» **Your task**
From the records below, keep only the lines that contain the word "tree", and copy each one. Case matters.

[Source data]
— begin —
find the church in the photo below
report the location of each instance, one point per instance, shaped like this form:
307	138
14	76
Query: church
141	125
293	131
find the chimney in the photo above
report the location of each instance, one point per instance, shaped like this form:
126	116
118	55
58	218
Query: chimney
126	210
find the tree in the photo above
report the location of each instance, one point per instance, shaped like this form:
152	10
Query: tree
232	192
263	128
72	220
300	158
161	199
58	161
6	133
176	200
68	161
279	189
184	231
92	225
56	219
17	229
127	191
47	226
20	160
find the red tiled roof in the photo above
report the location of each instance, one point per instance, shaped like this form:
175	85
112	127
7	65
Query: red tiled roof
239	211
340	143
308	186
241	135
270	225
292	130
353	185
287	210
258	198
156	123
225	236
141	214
— end —
— begin —
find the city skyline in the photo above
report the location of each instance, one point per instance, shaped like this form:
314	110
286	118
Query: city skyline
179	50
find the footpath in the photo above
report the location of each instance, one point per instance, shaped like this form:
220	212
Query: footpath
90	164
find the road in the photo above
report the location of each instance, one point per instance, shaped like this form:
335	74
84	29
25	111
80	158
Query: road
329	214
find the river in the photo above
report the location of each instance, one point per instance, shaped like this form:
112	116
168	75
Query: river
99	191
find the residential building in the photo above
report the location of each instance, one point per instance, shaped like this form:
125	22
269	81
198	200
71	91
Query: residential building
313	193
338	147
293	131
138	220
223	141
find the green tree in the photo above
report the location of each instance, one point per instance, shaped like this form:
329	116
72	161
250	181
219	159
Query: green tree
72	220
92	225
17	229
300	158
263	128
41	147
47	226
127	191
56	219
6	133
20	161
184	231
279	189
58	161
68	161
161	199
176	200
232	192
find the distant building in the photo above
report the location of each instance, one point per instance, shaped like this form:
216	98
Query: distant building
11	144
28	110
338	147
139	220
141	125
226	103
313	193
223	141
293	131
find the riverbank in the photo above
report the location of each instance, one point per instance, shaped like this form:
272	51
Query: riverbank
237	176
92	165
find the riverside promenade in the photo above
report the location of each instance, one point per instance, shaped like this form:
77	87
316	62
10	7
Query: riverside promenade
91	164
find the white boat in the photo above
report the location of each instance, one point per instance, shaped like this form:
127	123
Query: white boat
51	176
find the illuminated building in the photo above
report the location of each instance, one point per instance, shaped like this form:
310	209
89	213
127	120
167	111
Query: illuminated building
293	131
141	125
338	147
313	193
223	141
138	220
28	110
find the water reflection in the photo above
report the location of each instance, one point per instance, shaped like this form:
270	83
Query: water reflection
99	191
— end —
» **Correct result**
find the tree in the photo above
Query: tree
find the green tree in the photo above
Query: green tree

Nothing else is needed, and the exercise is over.